## LIST OF TASKS
- 1) From the text on emulated emotions in robot control, extract the passage that begins at the words "Introduction" and stops after the words "schemes or tools.".
- 2) Answer these questions from the text on emulated emotions in robot control.
(a) At what level of multi-level architectures have scientists traditionally placed the emulation of emotions?
(b) By how much does the emotion-inspired definition of the error improve the controller?
(c) What do most current control strategies copy almost exclusively?

## TEXT

Abstract
Human–robot interaction requires the robot to recognize and convey emotions. Emotions also enhance adaptation by influencing deliberative actions. However, scientists traditionally relegate the emulation of emotions to high levels in multi-level architectures, where those emulated emotions collaborate with reasoning to come up with the best action. In contrast, in this research, we propose the use of emulated emotions at the lowest level of a cognitive architecture, for instance, robot motion control. Thus, the traditional definition of error used by a controller changes in order to include anticipation. The discrepancy between an anticipated ideal state and an anticipated robot state elicits an emotion. This simple emotion-inspired definition of the error improves the controller by more than 11% according to the definition of performance in this article, which argues that robot control architectures should use emulated emotions from their lowest levels.
Introduction
Researchers in robotics have recently studied the use of emulated emotions in robots because emotions might be the key to enhancing the capabilities of a control system. Regardless of this opportunity, most of the current control strategies copy almost exclusively a reason-like process in the brain with no recourse to emotion. The emulation of emotions thus allows designers to think about how to solve problems using nontraditional schemes or tools.

## MATERIAL PROVIDED
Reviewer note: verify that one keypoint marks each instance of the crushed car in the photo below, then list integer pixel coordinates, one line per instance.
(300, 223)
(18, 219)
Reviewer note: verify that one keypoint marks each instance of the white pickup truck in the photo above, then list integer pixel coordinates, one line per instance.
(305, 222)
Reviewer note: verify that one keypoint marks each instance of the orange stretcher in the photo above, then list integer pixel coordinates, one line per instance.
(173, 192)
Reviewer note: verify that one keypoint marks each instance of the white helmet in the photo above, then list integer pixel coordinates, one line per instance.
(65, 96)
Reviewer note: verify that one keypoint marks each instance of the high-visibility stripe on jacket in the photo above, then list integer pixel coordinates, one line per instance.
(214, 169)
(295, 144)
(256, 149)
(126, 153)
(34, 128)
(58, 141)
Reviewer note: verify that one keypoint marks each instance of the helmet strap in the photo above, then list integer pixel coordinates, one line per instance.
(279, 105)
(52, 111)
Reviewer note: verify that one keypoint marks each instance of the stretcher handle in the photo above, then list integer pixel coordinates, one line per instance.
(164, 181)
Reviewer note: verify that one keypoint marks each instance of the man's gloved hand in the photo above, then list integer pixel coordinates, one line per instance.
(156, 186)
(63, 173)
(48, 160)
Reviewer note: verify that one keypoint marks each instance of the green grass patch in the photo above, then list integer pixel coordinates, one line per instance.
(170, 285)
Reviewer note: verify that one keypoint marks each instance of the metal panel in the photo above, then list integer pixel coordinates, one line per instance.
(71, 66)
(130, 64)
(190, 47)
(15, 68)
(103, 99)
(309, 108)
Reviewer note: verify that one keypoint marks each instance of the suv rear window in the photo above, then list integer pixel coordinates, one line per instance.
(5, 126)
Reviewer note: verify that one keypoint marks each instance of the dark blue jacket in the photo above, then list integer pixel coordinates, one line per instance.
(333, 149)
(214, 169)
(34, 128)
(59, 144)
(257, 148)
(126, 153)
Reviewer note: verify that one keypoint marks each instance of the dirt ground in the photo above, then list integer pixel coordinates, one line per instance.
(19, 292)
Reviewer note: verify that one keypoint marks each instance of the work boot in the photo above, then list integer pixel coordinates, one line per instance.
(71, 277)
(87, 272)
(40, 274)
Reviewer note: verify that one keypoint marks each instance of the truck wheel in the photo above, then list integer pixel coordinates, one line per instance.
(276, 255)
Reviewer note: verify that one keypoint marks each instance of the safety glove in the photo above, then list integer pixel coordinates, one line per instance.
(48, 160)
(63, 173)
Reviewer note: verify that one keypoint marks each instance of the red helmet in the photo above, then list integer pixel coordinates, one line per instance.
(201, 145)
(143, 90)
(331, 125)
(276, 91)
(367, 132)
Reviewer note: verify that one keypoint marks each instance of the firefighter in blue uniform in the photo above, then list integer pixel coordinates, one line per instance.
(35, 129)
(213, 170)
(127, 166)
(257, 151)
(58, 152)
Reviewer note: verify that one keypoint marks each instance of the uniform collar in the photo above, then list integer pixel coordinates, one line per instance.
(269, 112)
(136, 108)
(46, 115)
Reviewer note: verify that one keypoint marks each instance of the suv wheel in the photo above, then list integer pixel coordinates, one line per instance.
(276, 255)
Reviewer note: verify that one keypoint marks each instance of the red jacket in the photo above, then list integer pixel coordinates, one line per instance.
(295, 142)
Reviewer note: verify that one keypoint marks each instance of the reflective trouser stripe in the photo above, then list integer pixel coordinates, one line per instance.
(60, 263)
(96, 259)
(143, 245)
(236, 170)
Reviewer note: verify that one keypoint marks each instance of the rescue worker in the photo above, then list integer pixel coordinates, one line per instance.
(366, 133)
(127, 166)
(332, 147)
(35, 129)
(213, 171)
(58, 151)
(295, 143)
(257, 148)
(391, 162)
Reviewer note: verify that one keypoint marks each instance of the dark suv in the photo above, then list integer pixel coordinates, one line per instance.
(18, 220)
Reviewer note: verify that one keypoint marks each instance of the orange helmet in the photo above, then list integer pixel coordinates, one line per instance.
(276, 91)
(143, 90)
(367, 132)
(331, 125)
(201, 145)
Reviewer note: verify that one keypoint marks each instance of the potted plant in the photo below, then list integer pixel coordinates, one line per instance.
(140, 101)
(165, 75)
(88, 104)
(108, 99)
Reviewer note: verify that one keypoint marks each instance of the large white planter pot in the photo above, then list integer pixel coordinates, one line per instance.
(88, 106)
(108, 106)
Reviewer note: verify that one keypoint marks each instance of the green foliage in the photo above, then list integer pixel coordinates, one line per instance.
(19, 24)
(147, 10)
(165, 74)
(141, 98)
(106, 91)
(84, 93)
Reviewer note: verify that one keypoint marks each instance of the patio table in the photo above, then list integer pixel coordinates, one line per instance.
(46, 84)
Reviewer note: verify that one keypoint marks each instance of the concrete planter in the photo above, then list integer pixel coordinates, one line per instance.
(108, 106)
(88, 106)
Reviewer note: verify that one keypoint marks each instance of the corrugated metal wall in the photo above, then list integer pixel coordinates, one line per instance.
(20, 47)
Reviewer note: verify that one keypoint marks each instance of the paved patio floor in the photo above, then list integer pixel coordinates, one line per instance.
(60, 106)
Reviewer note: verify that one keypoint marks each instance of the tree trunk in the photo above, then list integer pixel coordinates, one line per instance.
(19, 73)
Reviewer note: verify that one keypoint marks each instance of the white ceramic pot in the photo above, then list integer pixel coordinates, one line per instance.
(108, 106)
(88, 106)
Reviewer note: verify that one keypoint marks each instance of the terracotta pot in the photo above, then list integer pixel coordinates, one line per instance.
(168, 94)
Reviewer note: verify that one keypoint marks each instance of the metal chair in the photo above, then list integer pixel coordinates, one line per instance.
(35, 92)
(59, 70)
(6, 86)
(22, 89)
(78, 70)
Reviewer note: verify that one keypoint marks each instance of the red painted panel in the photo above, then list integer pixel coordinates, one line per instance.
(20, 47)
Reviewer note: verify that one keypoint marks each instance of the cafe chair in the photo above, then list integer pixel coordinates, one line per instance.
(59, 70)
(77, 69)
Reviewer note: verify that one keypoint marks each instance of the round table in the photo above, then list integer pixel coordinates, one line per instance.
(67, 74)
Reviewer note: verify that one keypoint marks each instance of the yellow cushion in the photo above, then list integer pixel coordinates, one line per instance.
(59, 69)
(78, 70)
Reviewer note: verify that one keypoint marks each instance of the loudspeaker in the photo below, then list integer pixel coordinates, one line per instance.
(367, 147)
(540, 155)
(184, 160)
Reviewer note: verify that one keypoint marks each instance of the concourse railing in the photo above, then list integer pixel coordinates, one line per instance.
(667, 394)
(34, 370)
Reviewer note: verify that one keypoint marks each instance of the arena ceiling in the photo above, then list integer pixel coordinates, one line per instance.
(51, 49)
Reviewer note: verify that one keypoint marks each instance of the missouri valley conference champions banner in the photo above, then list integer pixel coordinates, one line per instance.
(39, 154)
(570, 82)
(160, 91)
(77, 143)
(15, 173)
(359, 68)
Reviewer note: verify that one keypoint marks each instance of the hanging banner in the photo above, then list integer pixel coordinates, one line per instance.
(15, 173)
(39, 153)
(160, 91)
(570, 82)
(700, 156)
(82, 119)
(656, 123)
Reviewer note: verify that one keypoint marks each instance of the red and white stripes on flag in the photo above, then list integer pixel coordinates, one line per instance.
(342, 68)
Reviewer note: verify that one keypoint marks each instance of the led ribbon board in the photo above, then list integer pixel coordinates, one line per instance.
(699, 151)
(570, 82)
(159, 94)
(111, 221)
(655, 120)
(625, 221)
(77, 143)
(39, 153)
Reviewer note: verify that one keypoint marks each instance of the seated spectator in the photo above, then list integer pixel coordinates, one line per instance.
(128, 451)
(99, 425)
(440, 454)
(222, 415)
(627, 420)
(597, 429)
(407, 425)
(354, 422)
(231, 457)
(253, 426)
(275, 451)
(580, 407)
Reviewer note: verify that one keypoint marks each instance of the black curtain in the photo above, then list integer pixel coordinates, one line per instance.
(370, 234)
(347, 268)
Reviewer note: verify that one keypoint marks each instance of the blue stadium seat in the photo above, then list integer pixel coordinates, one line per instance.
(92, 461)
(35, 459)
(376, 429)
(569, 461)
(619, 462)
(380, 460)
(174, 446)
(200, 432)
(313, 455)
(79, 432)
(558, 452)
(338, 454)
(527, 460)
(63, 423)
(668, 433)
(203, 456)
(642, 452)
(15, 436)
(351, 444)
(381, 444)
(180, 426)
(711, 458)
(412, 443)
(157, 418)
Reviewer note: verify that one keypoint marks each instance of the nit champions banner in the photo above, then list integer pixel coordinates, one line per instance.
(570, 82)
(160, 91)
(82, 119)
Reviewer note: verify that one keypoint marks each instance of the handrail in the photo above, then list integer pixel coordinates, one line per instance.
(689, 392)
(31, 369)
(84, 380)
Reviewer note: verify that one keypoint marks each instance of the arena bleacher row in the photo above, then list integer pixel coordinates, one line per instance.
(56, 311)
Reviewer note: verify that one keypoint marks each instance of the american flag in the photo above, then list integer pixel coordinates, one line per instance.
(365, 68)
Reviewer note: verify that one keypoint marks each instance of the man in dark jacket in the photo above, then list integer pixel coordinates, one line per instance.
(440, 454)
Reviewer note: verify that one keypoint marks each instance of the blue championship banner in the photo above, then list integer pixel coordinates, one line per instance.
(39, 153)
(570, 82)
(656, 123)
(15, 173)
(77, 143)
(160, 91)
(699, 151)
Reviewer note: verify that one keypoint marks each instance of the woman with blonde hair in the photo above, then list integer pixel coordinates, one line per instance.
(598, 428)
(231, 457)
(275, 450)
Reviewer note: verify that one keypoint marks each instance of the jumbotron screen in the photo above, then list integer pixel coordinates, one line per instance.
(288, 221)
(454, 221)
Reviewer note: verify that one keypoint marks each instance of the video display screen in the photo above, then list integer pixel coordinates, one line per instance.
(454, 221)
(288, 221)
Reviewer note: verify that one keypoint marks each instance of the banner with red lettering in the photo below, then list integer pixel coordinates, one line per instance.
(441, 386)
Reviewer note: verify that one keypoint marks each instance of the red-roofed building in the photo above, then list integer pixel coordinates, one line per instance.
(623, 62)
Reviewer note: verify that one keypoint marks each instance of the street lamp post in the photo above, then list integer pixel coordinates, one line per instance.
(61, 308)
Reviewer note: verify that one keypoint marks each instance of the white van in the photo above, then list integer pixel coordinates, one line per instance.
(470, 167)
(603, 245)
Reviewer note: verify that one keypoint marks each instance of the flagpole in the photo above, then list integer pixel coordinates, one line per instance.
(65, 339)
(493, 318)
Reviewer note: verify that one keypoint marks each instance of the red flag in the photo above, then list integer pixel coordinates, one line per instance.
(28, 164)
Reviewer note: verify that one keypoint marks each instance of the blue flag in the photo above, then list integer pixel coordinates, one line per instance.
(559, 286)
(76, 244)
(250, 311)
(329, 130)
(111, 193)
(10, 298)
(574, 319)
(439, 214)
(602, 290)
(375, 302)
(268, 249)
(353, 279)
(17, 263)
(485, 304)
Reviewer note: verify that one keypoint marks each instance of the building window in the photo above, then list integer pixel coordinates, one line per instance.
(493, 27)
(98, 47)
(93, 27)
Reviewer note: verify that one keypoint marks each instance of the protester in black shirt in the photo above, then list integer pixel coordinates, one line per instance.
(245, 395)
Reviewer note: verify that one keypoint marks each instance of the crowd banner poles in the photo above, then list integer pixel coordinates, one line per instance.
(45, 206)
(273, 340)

## RESULTS IN ORDER
- 1)
Introduction
Researchers in robotics have recently studied the use of emulated emotions in robots because emotions might be the key to enhancing the capabilities of a control system. Regardless of this opportunity, most of the current control strategies copy almost exclusively a reason-like process in the brain with no recourse to emotion. The emulation of emotions thus allows designers to think about how to solve problems using nontraditional schemes or tools.

- 2)
(a) At high levels.
(b) By more than 11%, according to the article's definition of performance.
(c) A reason-like process in the brain, with no recourse to emotion.